» **EXERCISE MATERIALS**:
......
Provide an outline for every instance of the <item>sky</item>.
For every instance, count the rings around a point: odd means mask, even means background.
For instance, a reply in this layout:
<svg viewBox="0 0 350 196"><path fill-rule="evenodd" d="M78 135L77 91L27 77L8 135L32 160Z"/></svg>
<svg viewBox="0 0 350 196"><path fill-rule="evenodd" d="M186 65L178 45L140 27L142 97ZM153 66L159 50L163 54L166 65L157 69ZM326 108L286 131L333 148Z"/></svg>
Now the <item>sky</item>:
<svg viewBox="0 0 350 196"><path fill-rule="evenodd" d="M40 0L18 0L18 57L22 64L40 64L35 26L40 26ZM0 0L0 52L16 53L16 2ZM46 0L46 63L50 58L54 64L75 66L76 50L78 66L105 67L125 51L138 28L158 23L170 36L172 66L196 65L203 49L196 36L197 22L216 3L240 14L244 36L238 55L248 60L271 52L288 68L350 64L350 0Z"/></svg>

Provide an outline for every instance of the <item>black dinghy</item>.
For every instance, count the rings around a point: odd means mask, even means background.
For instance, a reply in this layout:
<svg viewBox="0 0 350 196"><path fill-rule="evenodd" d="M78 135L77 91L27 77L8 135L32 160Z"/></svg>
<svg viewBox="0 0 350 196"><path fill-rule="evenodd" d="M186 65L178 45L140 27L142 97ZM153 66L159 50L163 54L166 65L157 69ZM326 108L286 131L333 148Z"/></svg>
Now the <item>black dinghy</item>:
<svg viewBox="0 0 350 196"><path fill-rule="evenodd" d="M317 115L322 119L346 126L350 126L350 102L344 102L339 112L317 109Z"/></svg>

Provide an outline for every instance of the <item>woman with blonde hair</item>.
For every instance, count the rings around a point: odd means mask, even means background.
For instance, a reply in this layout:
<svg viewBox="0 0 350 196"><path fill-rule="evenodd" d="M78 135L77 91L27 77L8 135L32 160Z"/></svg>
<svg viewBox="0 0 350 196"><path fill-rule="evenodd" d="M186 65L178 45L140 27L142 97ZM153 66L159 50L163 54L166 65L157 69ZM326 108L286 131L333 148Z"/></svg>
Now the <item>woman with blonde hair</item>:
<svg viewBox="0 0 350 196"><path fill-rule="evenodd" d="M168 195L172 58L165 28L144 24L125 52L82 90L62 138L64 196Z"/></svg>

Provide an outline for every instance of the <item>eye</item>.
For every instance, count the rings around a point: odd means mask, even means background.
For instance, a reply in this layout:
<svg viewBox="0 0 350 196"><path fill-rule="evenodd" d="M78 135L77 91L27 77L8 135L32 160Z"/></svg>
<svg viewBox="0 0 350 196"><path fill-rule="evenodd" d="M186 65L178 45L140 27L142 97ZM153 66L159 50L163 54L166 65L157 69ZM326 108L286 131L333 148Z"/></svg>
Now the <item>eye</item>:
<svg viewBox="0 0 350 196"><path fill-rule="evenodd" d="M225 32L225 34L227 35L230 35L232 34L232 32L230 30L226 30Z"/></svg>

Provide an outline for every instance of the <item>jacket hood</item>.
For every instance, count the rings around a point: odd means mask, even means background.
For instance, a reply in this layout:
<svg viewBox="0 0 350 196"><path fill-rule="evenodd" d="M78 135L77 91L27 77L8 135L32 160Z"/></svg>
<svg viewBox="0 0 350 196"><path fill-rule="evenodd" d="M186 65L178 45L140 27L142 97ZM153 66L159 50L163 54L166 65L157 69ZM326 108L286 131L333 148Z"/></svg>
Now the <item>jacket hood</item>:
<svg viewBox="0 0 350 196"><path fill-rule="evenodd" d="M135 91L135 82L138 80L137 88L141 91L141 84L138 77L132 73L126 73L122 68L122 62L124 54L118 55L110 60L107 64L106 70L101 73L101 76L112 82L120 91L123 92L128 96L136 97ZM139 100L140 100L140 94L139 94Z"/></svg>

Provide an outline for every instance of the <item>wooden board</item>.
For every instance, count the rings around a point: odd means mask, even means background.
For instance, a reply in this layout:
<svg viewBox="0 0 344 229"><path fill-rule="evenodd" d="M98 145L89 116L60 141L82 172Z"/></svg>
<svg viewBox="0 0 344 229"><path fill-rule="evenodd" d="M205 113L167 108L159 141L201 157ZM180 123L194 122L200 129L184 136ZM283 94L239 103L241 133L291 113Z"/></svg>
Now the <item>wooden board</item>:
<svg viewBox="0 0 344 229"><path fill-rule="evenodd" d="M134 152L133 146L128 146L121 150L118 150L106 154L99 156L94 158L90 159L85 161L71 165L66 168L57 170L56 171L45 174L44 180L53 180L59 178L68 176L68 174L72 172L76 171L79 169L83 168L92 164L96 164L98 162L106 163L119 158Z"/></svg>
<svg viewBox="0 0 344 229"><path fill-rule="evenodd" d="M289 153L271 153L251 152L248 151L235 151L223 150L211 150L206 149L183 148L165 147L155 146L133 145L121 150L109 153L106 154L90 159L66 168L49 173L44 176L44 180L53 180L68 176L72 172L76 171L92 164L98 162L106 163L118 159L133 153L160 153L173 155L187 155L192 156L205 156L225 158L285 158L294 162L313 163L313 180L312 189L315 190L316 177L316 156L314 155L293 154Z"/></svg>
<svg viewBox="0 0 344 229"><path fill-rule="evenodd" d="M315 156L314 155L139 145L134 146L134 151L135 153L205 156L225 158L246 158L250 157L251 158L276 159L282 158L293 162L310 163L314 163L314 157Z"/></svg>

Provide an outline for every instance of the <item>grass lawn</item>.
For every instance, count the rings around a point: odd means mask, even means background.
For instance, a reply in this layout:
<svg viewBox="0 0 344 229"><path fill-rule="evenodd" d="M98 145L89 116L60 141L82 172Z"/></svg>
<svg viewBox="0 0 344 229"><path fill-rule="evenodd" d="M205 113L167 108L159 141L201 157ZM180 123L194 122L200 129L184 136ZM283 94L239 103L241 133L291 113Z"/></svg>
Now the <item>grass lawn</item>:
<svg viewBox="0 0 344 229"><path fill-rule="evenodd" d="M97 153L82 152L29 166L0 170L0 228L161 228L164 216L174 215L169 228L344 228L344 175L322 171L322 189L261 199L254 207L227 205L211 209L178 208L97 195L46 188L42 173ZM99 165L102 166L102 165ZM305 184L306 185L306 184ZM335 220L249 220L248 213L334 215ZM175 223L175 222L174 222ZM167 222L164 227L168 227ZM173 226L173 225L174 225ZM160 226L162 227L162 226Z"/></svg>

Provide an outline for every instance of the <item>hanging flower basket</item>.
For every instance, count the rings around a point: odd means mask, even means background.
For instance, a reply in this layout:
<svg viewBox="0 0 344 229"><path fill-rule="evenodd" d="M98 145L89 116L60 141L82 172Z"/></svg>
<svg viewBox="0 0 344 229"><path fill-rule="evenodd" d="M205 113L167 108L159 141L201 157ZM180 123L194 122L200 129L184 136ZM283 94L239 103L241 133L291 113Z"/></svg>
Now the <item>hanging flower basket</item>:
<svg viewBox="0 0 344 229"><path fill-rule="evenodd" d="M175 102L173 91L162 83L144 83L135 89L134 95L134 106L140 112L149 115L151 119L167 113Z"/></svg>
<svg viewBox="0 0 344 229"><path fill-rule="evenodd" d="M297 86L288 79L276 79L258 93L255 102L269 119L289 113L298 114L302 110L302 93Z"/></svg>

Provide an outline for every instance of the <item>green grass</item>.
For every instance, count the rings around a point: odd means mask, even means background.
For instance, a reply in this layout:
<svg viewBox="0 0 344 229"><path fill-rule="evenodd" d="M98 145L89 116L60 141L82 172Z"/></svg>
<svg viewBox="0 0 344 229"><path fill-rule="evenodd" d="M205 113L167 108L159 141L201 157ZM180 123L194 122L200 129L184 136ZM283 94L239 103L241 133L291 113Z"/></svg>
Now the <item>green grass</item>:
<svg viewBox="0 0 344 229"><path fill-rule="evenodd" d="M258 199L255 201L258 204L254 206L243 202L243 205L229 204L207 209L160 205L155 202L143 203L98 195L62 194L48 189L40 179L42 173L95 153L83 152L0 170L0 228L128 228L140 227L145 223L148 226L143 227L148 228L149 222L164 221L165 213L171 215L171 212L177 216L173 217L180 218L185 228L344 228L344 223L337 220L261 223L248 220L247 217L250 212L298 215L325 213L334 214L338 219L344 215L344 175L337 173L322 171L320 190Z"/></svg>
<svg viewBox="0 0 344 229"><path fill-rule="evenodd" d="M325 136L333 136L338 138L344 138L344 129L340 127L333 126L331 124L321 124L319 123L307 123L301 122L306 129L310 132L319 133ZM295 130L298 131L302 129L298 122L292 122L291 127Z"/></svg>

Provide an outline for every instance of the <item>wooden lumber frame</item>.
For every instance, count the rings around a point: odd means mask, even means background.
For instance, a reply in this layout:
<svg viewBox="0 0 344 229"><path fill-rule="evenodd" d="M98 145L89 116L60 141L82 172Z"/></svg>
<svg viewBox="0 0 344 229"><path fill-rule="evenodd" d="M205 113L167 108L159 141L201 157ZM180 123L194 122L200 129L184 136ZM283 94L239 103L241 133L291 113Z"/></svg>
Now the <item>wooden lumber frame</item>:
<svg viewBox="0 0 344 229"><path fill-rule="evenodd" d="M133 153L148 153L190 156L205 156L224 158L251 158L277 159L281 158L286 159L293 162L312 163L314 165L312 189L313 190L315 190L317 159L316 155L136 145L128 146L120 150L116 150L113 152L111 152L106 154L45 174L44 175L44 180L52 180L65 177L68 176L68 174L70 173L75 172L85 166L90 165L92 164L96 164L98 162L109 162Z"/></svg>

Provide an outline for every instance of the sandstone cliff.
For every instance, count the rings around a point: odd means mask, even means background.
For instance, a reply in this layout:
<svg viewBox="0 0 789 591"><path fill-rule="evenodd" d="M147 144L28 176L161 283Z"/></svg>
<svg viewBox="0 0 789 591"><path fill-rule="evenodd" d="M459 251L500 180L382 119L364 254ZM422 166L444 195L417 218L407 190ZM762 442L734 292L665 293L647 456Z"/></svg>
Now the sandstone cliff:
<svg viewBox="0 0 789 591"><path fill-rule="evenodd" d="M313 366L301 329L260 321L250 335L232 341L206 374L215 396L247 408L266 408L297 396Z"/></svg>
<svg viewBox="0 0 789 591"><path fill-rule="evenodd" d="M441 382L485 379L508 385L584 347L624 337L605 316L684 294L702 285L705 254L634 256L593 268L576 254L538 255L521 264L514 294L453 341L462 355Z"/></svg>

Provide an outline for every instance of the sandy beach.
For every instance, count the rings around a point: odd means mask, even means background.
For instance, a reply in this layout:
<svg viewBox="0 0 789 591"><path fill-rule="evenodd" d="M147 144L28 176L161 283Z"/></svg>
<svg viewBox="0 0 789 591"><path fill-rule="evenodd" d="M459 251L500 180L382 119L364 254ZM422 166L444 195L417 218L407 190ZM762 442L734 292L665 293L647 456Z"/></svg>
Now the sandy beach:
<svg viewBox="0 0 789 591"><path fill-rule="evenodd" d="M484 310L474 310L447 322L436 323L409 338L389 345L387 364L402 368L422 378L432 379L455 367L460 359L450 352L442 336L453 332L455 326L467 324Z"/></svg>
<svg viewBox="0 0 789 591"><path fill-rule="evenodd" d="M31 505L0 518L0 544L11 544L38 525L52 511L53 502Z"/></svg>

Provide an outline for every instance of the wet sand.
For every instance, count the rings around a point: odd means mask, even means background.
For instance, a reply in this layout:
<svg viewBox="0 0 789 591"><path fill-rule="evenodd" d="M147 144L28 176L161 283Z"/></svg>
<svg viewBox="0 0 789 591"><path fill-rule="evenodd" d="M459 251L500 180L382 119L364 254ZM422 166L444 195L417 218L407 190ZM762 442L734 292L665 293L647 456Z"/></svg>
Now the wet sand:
......
» **WORK INSTRUCTIONS**:
Rewrite the records from the line with "Provide an outline for every instance of the <item>green" to the line with "136L333 136L338 138L344", changing "green grass" to "mown lawn" and keeping everything else the same.

» **RESPONSE TO THIS TASK**:
Provide an outline for every instance of the <item>mown lawn</item>.
For every instance, count the rings around a point: odd means mask, even means background.
For instance, a reply in this layout:
<svg viewBox="0 0 344 229"><path fill-rule="evenodd" d="M98 145L89 116L60 141L82 172Z"/></svg>
<svg viewBox="0 0 344 229"><path fill-rule="evenodd" d="M205 113L167 108L159 141L201 157ZM180 123L194 122L200 129L184 136ZM283 94L239 103L241 133L291 113Z"/></svg>
Now the <item>mown lawn</item>:
<svg viewBox="0 0 344 229"><path fill-rule="evenodd" d="M258 199L255 201L258 204L254 206L243 202L243 205L229 204L207 209L160 205L155 202L143 203L98 195L62 194L48 189L40 179L42 173L95 153L83 152L0 170L0 228L128 228L140 227L145 223L148 226L143 227L148 228L149 222L164 221L165 213L171 215L171 212L177 216L173 217L180 218L185 228L344 228L344 223L337 220L261 223L248 220L247 217L250 212L298 215L325 213L334 214L338 219L344 215L344 175L337 173L322 171L320 190Z"/></svg>
<svg viewBox="0 0 344 229"><path fill-rule="evenodd" d="M325 136L333 136L338 138L344 138L344 129L340 127L333 126L331 124L321 124L319 123L307 123L301 122L306 129L310 132L319 133ZM295 130L298 131L302 129L298 122L292 122L291 127Z"/></svg>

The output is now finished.